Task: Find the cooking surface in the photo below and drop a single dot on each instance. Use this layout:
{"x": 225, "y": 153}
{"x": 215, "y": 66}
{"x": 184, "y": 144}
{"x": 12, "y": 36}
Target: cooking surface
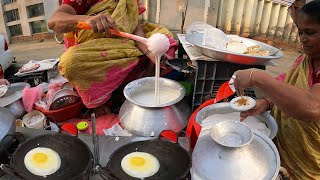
{"x": 107, "y": 145}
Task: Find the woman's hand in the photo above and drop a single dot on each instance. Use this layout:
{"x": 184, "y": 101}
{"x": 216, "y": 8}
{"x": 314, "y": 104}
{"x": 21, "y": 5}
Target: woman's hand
{"x": 242, "y": 80}
{"x": 102, "y": 23}
{"x": 143, "y": 48}
{"x": 260, "y": 107}
{"x": 139, "y": 31}
{"x": 4, "y": 82}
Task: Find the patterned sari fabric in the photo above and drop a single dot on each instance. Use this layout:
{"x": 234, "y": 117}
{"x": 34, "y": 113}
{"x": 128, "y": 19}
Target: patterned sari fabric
{"x": 298, "y": 141}
{"x": 96, "y": 66}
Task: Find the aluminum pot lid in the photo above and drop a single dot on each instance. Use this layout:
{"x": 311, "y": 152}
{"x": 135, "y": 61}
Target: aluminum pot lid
{"x": 7, "y": 122}
{"x": 258, "y": 160}
{"x": 13, "y": 94}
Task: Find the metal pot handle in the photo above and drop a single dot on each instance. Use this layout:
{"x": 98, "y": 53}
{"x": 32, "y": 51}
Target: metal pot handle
{"x": 105, "y": 173}
{"x": 169, "y": 135}
{"x": 69, "y": 128}
{"x": 10, "y": 170}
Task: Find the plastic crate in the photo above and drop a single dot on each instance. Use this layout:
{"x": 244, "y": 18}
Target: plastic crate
{"x": 210, "y": 75}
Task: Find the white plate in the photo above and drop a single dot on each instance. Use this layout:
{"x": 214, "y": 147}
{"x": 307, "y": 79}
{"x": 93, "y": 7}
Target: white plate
{"x": 236, "y": 106}
{"x": 3, "y": 90}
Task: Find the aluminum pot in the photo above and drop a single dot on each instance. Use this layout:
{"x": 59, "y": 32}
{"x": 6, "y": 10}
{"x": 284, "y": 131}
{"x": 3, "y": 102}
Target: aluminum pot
{"x": 143, "y": 120}
{"x": 17, "y": 108}
{"x": 257, "y": 160}
{"x": 225, "y": 109}
{"x": 7, "y": 128}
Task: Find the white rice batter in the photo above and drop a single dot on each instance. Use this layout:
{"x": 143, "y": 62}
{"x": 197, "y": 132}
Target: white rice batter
{"x": 252, "y": 122}
{"x": 147, "y": 97}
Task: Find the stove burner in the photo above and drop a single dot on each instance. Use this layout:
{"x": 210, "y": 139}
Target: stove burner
{"x": 5, "y": 157}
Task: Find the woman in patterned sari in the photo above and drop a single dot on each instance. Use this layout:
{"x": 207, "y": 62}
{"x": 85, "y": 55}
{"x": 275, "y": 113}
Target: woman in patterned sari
{"x": 295, "y": 102}
{"x": 97, "y": 63}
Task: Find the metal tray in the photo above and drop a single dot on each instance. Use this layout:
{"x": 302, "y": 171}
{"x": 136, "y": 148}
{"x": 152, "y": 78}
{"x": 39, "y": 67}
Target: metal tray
{"x": 224, "y": 108}
{"x": 13, "y": 94}
{"x": 232, "y": 57}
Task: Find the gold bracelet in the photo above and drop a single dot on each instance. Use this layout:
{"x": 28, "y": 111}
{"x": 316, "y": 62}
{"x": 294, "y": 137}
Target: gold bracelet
{"x": 269, "y": 105}
{"x": 146, "y": 52}
{"x": 251, "y": 77}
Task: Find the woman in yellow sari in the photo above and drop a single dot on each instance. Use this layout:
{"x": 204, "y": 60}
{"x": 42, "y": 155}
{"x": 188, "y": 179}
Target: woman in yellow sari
{"x": 295, "y": 102}
{"x": 97, "y": 63}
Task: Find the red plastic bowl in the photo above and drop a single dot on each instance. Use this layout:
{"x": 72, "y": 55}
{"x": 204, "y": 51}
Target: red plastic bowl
{"x": 63, "y": 114}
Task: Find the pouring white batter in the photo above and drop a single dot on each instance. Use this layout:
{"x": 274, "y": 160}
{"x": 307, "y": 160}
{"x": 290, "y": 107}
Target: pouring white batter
{"x": 158, "y": 44}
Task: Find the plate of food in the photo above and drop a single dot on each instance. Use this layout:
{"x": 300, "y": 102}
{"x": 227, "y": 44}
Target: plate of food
{"x": 29, "y": 67}
{"x": 237, "y": 50}
{"x": 242, "y": 103}
{"x": 3, "y": 90}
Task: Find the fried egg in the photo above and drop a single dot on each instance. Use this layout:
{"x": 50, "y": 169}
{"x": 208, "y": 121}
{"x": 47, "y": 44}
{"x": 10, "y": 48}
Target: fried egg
{"x": 140, "y": 164}
{"x": 42, "y": 161}
{"x": 242, "y": 103}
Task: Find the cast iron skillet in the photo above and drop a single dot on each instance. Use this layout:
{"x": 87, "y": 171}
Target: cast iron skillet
{"x": 175, "y": 161}
{"x": 76, "y": 157}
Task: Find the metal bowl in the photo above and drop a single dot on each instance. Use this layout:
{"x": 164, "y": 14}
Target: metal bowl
{"x": 231, "y": 134}
{"x": 258, "y": 160}
{"x": 232, "y": 57}
{"x": 225, "y": 109}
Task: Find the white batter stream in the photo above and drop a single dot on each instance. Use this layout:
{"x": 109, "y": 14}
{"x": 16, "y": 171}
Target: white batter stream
{"x": 147, "y": 97}
{"x": 158, "y": 44}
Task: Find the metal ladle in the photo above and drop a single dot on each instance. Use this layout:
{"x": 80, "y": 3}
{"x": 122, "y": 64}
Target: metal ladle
{"x": 275, "y": 53}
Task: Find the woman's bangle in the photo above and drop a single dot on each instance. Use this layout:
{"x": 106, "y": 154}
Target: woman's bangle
{"x": 251, "y": 77}
{"x": 146, "y": 52}
{"x": 269, "y": 105}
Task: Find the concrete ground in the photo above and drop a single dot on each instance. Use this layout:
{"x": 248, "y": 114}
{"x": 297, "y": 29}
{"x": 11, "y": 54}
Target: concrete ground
{"x": 50, "y": 49}
{"x": 36, "y": 50}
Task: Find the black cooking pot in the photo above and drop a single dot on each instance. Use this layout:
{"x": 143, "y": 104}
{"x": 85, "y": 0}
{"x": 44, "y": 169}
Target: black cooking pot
{"x": 175, "y": 161}
{"x": 76, "y": 158}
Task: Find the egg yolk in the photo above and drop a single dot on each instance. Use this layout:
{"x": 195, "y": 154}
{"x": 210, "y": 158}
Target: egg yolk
{"x": 40, "y": 158}
{"x": 137, "y": 161}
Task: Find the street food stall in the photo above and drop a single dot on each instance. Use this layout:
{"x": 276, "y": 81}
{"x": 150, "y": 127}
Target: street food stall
{"x": 147, "y": 139}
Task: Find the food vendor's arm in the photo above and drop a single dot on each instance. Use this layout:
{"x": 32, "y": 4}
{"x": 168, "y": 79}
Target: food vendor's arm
{"x": 65, "y": 19}
{"x": 295, "y": 102}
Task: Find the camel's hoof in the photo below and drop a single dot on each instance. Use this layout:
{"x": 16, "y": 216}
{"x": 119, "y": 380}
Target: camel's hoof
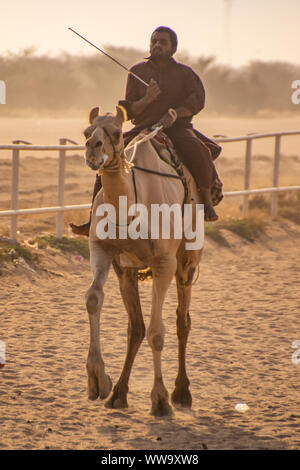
{"x": 161, "y": 408}
{"x": 118, "y": 399}
{"x": 105, "y": 389}
{"x": 182, "y": 397}
{"x": 116, "y": 403}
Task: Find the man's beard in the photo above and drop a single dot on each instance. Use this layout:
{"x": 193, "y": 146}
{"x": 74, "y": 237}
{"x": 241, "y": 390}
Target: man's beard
{"x": 162, "y": 58}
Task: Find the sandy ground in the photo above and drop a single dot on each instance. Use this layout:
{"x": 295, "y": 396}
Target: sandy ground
{"x": 245, "y": 317}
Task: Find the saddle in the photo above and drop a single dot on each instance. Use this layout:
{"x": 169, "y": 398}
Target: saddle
{"x": 166, "y": 151}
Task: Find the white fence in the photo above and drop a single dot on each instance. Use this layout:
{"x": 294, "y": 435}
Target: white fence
{"x": 62, "y": 148}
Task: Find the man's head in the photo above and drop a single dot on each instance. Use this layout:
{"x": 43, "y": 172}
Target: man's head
{"x": 163, "y": 43}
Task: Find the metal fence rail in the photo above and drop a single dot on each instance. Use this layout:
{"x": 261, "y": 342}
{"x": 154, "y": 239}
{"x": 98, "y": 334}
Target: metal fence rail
{"x": 62, "y": 148}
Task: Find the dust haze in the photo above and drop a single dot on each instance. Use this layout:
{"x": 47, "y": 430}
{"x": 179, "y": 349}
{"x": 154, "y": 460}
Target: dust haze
{"x": 68, "y": 85}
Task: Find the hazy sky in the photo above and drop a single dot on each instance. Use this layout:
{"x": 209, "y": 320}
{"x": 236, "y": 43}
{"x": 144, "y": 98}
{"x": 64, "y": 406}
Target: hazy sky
{"x": 235, "y": 31}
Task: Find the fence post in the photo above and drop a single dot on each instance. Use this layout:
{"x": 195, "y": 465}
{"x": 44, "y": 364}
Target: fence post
{"x": 61, "y": 189}
{"x": 14, "y": 193}
{"x": 247, "y": 175}
{"x": 274, "y": 197}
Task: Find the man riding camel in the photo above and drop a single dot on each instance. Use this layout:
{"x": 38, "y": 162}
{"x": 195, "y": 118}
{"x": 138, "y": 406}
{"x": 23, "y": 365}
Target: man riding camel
{"x": 176, "y": 86}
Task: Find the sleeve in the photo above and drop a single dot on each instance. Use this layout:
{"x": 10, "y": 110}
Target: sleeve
{"x": 132, "y": 94}
{"x": 195, "y": 93}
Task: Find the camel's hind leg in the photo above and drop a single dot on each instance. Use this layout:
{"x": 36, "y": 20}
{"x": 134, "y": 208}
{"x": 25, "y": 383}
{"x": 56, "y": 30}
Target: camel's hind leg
{"x": 99, "y": 383}
{"x": 187, "y": 263}
{"x": 128, "y": 281}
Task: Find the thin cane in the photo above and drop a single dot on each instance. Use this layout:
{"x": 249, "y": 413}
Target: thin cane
{"x": 110, "y": 57}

::::::::::

Task prompt
Give the lines from the one containing "Task: Find the metal fence" through the end of the entries again, exactly as written and with no other lines.

Final result
Task: Find the metal fence rail in the photo above and drop a single dot on each instance. Use this layout:
{"x": 261, "y": 342}
{"x": 154, "y": 239}
{"x": 98, "y": 334}
Target: metal fence rail
{"x": 62, "y": 148}
Task: Find the dust haze in the photo above and drop a single dot on each instance. Use this layout:
{"x": 47, "y": 430}
{"x": 179, "y": 349}
{"x": 154, "y": 460}
Target: dust haze
{"x": 68, "y": 85}
Task: Find the hazy sky in the photo above and drop a single dot on each instance. Use this layout:
{"x": 209, "y": 320}
{"x": 236, "y": 43}
{"x": 144, "y": 98}
{"x": 64, "y": 406}
Target: hazy sky
{"x": 235, "y": 31}
Task: Find the fence post in the photo above and drop a single dot on each instance. Use this layout:
{"x": 195, "y": 465}
{"x": 44, "y": 364}
Target: fence post
{"x": 61, "y": 189}
{"x": 14, "y": 193}
{"x": 247, "y": 175}
{"x": 274, "y": 197}
Task: Find the man riding camel in the photo above and drop a single dot on each instance. Use this layout:
{"x": 38, "y": 162}
{"x": 195, "y": 118}
{"x": 138, "y": 406}
{"x": 23, "y": 365}
Target: man riding camel
{"x": 176, "y": 86}
Task: Find the sleeve in the photo above and drop a single dot on each instance. Use this layout:
{"x": 10, "y": 110}
Target: sleeve
{"x": 132, "y": 94}
{"x": 195, "y": 93}
Task: Find the camel's hind leg in the photo above and drop a single dot on each instance. Use this layout:
{"x": 36, "y": 20}
{"x": 134, "y": 208}
{"x": 25, "y": 383}
{"x": 56, "y": 30}
Target: camel's hind leg
{"x": 99, "y": 383}
{"x": 187, "y": 263}
{"x": 128, "y": 281}
Task: Find the thin cane in the photo above and drop a single dot on each instance. Use this layout:
{"x": 249, "y": 413}
Target: thin cane
{"x": 110, "y": 57}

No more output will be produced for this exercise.